# Exercise aim
Please write out the records word for word, from the first line up to and including the line with "[[138, 91]]". Leave the pictures out of your answer.

# The records

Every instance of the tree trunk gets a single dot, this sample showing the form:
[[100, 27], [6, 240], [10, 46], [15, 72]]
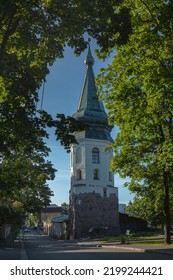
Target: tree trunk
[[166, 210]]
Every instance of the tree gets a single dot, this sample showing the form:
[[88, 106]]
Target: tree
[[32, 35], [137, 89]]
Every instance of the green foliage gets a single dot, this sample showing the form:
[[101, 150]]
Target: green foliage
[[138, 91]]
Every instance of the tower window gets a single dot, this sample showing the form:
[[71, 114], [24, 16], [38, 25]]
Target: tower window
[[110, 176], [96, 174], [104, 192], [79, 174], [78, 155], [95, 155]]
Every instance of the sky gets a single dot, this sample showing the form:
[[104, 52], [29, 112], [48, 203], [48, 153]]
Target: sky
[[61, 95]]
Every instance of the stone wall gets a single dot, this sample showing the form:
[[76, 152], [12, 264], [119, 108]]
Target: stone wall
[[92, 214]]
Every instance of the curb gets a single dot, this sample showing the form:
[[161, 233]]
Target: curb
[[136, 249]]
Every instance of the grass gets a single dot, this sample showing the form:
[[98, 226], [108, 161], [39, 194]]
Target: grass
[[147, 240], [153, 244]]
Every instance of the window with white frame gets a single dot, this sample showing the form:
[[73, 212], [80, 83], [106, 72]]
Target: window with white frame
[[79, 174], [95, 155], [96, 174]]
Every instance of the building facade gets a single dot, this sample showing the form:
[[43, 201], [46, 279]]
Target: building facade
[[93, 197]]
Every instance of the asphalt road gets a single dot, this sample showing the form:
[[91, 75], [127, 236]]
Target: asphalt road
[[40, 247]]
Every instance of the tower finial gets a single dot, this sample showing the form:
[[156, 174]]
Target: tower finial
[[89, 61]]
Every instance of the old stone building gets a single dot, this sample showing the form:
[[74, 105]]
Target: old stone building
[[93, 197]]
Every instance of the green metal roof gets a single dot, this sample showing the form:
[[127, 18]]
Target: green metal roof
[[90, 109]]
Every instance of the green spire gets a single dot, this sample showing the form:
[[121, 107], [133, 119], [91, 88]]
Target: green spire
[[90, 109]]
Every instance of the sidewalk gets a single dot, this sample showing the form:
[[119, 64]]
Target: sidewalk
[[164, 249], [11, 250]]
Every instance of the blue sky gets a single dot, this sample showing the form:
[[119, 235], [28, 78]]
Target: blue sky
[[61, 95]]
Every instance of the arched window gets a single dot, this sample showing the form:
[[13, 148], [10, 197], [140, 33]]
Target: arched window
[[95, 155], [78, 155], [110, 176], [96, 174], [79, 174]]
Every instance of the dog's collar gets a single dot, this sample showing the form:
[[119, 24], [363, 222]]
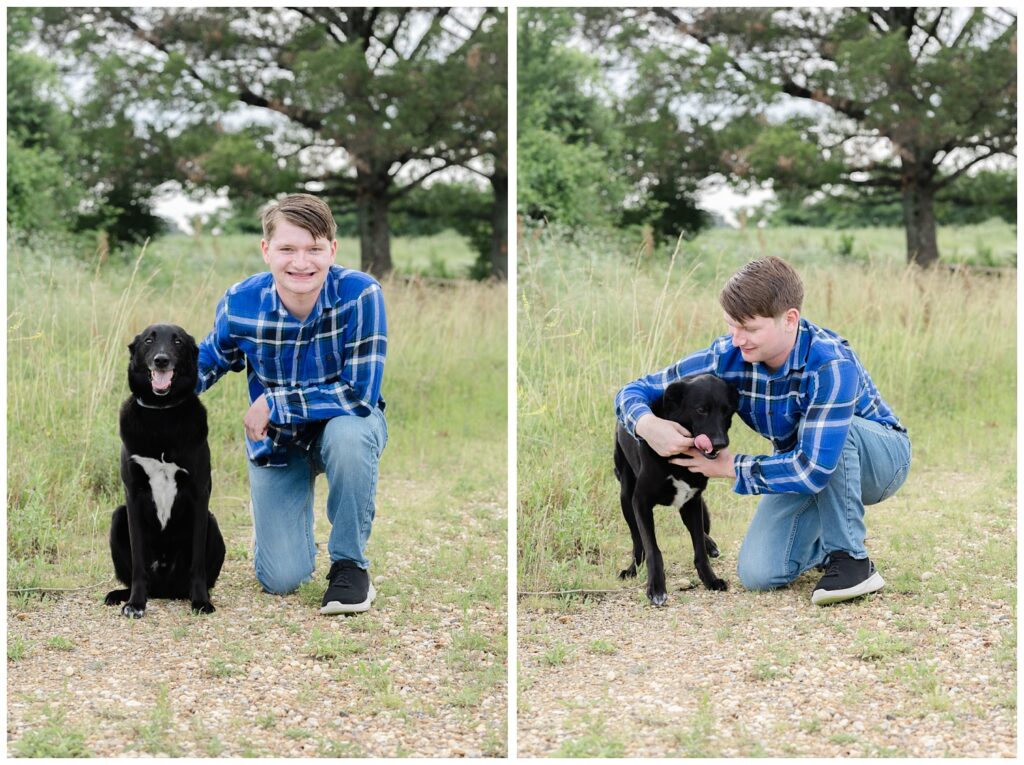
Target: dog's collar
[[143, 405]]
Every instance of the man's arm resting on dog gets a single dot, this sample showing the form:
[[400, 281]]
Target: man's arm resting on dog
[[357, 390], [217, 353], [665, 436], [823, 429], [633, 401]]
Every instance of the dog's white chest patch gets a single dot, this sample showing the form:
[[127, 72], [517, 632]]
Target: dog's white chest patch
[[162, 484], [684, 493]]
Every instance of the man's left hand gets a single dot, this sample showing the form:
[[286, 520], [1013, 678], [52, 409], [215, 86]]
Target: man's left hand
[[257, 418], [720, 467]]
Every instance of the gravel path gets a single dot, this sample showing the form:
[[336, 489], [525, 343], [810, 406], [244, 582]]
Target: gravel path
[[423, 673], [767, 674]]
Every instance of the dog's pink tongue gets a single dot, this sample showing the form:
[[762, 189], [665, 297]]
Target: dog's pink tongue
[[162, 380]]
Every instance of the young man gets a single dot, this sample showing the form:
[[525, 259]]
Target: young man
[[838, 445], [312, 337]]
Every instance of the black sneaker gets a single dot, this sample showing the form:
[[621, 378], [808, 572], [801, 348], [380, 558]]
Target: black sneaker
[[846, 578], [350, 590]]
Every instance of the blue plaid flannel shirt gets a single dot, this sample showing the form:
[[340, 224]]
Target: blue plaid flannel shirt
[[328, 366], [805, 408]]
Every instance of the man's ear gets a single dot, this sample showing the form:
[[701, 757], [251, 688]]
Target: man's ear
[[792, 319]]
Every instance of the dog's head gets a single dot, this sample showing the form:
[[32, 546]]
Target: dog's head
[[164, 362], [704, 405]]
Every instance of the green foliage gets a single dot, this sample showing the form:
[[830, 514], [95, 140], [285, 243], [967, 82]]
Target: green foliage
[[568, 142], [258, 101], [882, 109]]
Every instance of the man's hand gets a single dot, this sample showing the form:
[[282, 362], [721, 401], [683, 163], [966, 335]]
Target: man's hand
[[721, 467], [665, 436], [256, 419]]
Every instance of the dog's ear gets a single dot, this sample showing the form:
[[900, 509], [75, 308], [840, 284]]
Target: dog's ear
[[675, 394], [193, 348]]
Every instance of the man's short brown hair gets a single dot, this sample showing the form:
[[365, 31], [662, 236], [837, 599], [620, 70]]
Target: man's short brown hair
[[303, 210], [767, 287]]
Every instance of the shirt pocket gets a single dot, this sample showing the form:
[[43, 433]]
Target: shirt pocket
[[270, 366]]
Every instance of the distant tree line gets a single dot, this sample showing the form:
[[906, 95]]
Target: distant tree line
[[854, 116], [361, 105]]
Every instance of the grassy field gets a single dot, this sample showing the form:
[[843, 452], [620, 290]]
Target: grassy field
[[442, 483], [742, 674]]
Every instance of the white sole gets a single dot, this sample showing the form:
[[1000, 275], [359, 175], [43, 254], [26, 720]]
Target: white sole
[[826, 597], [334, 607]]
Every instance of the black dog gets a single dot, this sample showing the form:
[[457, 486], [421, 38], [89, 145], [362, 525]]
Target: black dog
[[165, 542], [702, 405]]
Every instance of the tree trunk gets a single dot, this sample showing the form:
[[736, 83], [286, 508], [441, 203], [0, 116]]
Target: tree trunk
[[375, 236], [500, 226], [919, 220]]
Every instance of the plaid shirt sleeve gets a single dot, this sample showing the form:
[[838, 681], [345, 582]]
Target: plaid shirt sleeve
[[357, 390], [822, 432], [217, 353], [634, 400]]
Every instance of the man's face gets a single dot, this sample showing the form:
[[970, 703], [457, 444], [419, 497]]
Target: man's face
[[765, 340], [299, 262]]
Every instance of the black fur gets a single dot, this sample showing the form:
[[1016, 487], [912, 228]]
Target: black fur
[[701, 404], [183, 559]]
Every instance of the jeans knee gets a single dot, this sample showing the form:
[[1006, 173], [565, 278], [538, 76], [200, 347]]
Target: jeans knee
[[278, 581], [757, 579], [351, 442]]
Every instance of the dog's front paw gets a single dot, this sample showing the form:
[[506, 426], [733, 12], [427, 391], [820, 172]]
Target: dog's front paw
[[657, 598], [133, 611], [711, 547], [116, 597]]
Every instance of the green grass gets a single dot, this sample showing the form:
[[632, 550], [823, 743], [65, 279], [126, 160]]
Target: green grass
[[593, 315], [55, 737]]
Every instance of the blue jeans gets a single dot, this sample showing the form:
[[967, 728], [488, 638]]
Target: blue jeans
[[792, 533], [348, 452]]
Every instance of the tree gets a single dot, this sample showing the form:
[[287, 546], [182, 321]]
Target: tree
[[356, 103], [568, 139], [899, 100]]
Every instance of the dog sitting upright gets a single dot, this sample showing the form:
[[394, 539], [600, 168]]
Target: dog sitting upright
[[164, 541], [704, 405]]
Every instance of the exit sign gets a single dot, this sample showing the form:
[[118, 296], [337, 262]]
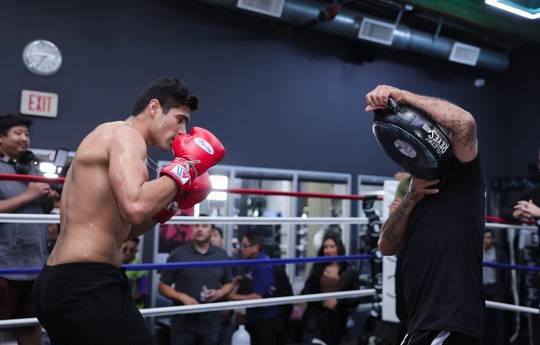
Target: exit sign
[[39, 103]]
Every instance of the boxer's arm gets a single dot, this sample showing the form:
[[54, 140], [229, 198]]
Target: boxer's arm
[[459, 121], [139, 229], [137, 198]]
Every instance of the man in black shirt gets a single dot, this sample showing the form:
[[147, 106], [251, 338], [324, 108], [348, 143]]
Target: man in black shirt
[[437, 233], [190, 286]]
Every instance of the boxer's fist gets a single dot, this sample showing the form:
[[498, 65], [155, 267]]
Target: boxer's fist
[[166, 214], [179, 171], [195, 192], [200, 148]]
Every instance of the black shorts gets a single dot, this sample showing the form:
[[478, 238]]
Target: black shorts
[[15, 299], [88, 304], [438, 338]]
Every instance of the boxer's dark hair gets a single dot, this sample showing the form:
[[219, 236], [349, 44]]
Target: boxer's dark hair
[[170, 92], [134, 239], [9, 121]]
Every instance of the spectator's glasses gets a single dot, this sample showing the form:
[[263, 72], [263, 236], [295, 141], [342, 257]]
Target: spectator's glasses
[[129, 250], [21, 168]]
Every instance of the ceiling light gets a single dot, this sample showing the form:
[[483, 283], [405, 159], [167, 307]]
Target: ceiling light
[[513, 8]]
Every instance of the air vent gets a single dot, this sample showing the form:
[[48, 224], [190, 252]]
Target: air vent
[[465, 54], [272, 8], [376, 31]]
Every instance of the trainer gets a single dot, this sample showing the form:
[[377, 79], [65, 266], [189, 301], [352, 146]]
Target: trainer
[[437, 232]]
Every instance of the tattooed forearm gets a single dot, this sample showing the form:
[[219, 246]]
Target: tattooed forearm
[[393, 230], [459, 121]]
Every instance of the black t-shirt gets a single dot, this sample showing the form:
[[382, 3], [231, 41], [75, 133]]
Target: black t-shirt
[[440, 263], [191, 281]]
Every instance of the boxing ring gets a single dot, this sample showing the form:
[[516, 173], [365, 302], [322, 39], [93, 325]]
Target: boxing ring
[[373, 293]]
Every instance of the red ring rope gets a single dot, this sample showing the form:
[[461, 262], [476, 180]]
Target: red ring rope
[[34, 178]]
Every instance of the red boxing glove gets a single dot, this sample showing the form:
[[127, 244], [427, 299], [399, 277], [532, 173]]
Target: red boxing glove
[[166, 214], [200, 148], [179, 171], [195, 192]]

# Written solution
Every instance of the tree trunk gets a single dot, this sample showing the form:
[[100, 27], [6, 240], [10, 46], [15, 72]]
Target: tree trunk
[[166, 210]]
Every instance of the tree gets a single dot, this sample showing the form:
[[88, 106]]
Target: tree
[[32, 35], [137, 89]]
Every instance of the green foliage gets a single dot, this sample showing the form:
[[101, 150]]
Target: green foliage
[[138, 91]]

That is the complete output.